= Instructions for the task =
Below, copy the records from the line with "Flashcard Prompt: Where exactly is the blurred" up to and including the line with "[295,801,342,824]", reproducing every line verbatim.
>> Begin Data excerpts
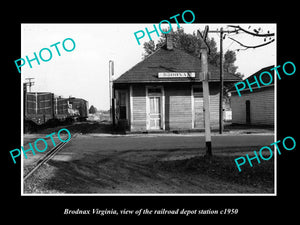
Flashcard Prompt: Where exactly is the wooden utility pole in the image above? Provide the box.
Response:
[219,27,224,134]
[197,26,212,156]
[208,27,236,134]
[109,60,116,126]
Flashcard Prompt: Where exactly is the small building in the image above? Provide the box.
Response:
[113,39,240,131]
[231,66,275,125]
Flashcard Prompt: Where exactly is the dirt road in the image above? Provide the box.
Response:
[24,135,274,194]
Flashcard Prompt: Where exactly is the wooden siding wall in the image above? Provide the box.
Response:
[231,87,275,125]
[130,83,219,131]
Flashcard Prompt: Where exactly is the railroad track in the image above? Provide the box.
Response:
[23,133,77,181]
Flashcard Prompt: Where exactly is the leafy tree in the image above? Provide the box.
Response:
[143,27,241,76]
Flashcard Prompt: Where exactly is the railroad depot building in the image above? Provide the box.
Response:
[113,39,240,131]
[230,66,275,126]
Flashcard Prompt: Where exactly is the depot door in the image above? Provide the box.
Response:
[149,96,161,130]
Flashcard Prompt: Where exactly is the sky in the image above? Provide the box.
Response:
[21,22,276,110]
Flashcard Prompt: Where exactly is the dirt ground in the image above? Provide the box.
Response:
[24,132,274,194]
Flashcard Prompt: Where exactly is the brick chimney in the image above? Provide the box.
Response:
[166,34,173,50]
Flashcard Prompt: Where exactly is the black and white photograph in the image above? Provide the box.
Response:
[1,4,299,221]
[20,23,276,195]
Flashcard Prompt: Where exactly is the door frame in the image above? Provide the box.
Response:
[146,85,166,130]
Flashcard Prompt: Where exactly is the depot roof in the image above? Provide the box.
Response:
[114,45,241,83]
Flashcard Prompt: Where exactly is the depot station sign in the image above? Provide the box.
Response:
[158,72,195,78]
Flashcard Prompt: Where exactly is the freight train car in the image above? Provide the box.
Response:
[24,92,54,125]
[24,92,88,125]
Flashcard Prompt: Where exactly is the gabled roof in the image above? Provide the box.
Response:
[114,46,241,83]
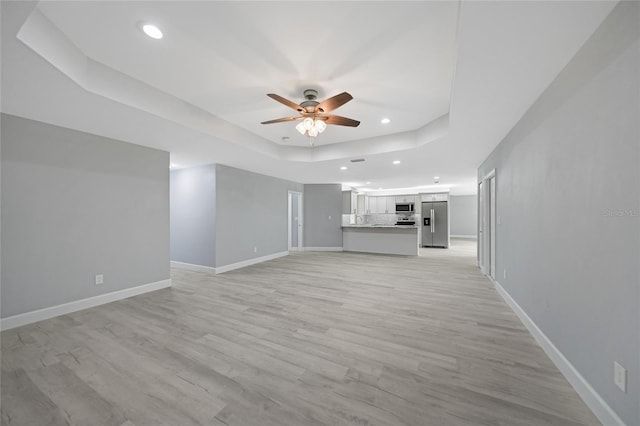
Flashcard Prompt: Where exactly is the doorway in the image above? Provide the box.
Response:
[287,191,303,251]
[478,169,497,280]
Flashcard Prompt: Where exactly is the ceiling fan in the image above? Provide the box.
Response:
[261,89,360,141]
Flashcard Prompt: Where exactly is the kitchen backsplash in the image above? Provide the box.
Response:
[342,213,420,226]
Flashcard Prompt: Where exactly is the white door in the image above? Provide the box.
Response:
[478,181,486,273]
[288,191,302,251]
[478,169,497,279]
[489,175,496,280]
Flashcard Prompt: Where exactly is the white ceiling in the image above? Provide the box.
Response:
[1,1,615,194]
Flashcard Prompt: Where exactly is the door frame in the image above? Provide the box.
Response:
[287,190,304,251]
[478,169,498,280]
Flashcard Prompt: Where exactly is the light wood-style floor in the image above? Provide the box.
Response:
[1,241,598,426]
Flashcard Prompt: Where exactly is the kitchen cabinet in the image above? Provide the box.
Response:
[420,192,449,203]
[396,195,416,203]
[356,194,371,214]
[385,196,396,214]
[369,197,380,213]
[342,191,358,214]
[369,197,396,214]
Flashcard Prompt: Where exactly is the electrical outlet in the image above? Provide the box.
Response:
[613,361,627,393]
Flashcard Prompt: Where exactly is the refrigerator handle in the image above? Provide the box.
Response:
[431,209,436,234]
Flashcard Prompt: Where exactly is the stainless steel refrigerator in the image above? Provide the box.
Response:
[422,201,449,248]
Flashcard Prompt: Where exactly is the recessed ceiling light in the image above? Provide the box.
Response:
[142,24,162,40]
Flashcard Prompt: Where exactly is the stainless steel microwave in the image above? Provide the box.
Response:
[396,203,415,213]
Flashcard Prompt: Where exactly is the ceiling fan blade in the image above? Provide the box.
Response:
[316,92,353,112]
[260,115,304,124]
[325,115,360,127]
[267,93,305,112]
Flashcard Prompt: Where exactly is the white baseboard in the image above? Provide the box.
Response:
[0,279,171,331]
[215,251,289,274]
[496,278,625,426]
[171,260,216,274]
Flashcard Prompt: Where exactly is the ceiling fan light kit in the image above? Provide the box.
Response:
[262,89,360,146]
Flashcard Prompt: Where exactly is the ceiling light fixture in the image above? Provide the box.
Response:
[142,24,162,40]
[296,117,327,138]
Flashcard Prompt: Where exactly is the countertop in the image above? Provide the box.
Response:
[342,225,418,229]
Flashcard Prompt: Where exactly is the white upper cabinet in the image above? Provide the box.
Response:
[421,192,449,202]
[385,196,396,213]
[396,195,416,203]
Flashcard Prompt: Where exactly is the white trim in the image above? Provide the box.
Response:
[482,168,496,180]
[491,279,625,426]
[0,279,171,331]
[215,251,289,274]
[171,260,216,274]
[287,190,304,251]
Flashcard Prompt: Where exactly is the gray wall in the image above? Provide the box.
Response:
[478,2,640,425]
[0,114,169,318]
[171,164,216,267]
[449,195,478,236]
[303,184,342,247]
[215,164,303,267]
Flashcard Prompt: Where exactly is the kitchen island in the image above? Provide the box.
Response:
[342,225,418,256]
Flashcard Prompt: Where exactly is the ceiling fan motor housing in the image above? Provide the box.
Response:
[302,89,318,101]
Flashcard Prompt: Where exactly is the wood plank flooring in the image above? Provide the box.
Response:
[1,241,599,426]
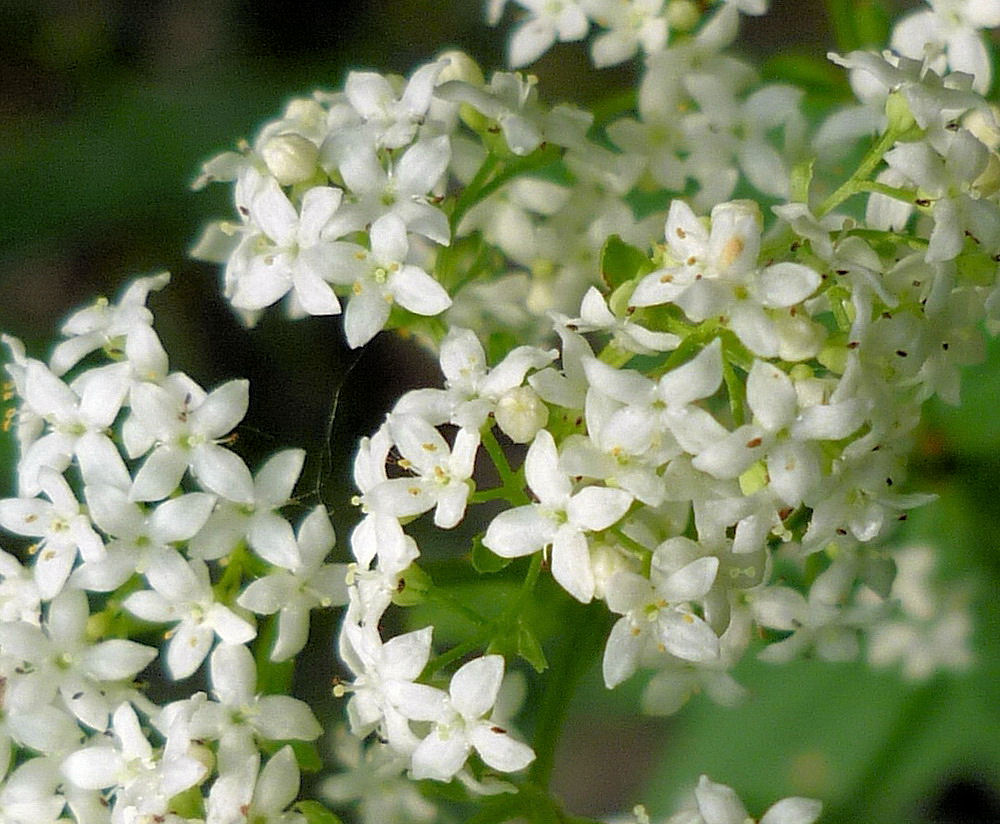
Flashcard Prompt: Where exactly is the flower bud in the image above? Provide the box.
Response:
[260,132,319,186]
[437,49,486,86]
[590,542,636,598]
[885,90,917,136]
[494,386,549,443]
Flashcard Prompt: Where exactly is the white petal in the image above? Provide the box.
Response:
[747,360,798,432]
[483,502,556,558]
[566,486,632,532]
[760,797,823,824]
[552,524,595,604]
[756,262,820,309]
[390,265,451,316]
[84,638,157,681]
[410,729,471,781]
[253,748,298,820]
[166,621,215,681]
[191,443,253,504]
[694,775,748,824]
[602,618,643,689]
[524,429,572,508]
[254,695,323,741]
[448,655,504,719]
[657,610,719,661]
[247,512,301,569]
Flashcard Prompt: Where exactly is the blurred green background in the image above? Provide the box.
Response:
[0,0,1000,824]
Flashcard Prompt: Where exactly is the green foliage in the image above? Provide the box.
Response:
[295,801,342,824]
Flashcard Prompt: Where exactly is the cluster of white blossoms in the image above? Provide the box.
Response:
[0,274,347,824]
[0,0,1000,824]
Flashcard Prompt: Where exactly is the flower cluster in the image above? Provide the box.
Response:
[0,274,347,824]
[0,0,1000,824]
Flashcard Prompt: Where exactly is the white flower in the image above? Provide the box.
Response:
[330,214,451,349]
[0,467,105,599]
[586,0,668,69]
[387,655,535,781]
[131,380,254,503]
[0,549,42,626]
[122,549,257,680]
[205,745,306,824]
[483,429,632,603]
[364,414,479,529]
[334,615,433,754]
[344,60,448,149]
[666,775,823,824]
[393,326,557,443]
[62,704,208,821]
[891,0,1000,95]
[320,727,438,824]
[603,556,719,689]
[236,506,347,661]
[0,589,156,731]
[324,134,451,243]
[631,200,820,357]
[12,360,130,495]
[225,168,343,315]
[189,643,323,772]
[72,484,215,592]
[508,0,590,69]
[188,449,306,569]
[49,272,170,380]
[437,72,544,155]
[693,360,865,507]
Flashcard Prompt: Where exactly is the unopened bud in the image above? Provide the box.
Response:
[260,132,319,186]
[494,386,549,443]
[885,90,917,137]
[437,49,486,86]
[972,152,1000,197]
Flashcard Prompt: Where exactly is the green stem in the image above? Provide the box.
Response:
[816,129,899,217]
[449,152,500,234]
[427,586,490,627]
[529,601,609,789]
[611,528,653,578]
[823,679,948,824]
[482,428,531,506]
[722,358,746,426]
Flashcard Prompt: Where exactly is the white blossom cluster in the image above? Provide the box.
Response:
[0,274,346,824]
[0,0,1000,824]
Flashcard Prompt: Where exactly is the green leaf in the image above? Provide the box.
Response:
[517,621,549,672]
[254,615,295,695]
[791,158,815,206]
[260,741,323,773]
[295,801,343,824]
[472,537,513,575]
[761,54,850,97]
[601,235,653,289]
[826,0,889,52]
>> End Data excerpts
= Final result =
Flashcard Prompt: Where exactly is the blurred green background in the image above? Provide the box.
Response:
[0,0,1000,824]
Flashcard Prompt: Where exactly is the green foliage in the image above? Provide the box.
Response:
[295,801,342,824]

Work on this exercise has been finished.